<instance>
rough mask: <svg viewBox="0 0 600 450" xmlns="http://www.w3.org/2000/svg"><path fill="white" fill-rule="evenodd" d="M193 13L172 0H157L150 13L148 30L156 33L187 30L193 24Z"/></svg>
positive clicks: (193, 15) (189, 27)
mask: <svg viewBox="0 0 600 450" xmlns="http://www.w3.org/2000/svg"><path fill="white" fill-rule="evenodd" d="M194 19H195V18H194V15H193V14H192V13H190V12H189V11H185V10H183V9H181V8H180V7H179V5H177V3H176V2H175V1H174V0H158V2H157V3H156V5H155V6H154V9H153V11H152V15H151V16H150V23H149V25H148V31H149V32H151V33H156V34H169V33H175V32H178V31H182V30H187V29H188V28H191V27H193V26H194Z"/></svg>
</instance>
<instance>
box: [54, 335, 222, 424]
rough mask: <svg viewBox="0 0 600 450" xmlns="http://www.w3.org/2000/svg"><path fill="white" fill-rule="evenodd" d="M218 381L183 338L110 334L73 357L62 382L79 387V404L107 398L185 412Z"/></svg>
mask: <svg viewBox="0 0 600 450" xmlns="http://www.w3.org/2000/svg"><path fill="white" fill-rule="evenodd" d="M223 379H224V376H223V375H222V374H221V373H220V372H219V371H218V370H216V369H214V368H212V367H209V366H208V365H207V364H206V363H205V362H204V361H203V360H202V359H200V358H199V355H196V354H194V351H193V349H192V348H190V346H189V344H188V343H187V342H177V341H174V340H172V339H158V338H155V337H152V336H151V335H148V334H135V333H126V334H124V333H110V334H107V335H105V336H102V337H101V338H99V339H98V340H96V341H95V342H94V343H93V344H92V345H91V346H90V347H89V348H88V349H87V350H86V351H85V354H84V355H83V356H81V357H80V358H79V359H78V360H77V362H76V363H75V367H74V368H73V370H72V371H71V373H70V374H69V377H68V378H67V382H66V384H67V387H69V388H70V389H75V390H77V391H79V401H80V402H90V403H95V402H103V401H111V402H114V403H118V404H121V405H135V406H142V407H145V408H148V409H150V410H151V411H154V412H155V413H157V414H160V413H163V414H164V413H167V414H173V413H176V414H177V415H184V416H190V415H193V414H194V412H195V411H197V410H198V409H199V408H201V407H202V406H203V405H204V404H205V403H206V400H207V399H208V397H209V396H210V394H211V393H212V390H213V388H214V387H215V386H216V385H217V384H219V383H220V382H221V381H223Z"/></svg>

####################

→ **Task directions**:
The output must consist solely of the lines from the first line of the records through the line containing "box: [54, 335, 222, 424]", reproduced exactly.

→ **Exercise solution**:
<instance>
rough mask: <svg viewBox="0 0 600 450" xmlns="http://www.w3.org/2000/svg"><path fill="white" fill-rule="evenodd" d="M193 13L172 0H157L150 13L148 30L156 33L187 30L193 24Z"/></svg>
positive clicks: (193, 15) (189, 27)
mask: <svg viewBox="0 0 600 450" xmlns="http://www.w3.org/2000/svg"><path fill="white" fill-rule="evenodd" d="M194 19H195V18H194V15H193V14H192V13H190V12H189V11H185V10H183V9H181V8H180V7H179V5H177V3H176V2H175V1H174V0H158V2H157V3H156V5H155V6H154V9H153V11H152V15H151V16H150V23H149V25H148V31H149V32H151V33H156V34H169V33H175V32H178V31H182V30H187V29H188V28H191V27H193V26H194Z"/></svg>
</instance>
<instance>
box: [54, 335, 222, 424]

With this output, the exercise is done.